▶ [PROBLEM TO WORK ON]:
Render every line of the listing below as a Markdown table with the columns "Row" and "Line text," omitting blank lines. Leave the pictures out of the table.

Collected data entries
============================================================
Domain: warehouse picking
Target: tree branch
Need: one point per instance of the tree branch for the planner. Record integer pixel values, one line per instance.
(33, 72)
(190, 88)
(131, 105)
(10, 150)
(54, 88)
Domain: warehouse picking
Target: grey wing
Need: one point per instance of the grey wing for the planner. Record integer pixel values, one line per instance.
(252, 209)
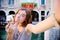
============================================================
▶ [FINAL ANSWER]:
| Row | Line text |
|---|---|
| 1 | Domain: warehouse picking |
| 2 | Target: tree branch |
| 3 | Need: one point per instance of the tree branch for the planner. Record integer pixel values, one line per instance. |
| 4 | (33, 72) |
| 5 | (190, 88) |
| 6 | (131, 105) |
| 7 | (10, 150) |
| 8 | (54, 88) |
| 9 | Domain: warehouse picking |
| 10 | Target: grey wing |
| 11 | Need: one point per instance of the grey wing for the planner. Record integer pixel values, one line per instance. |
| 12 | (252, 209) |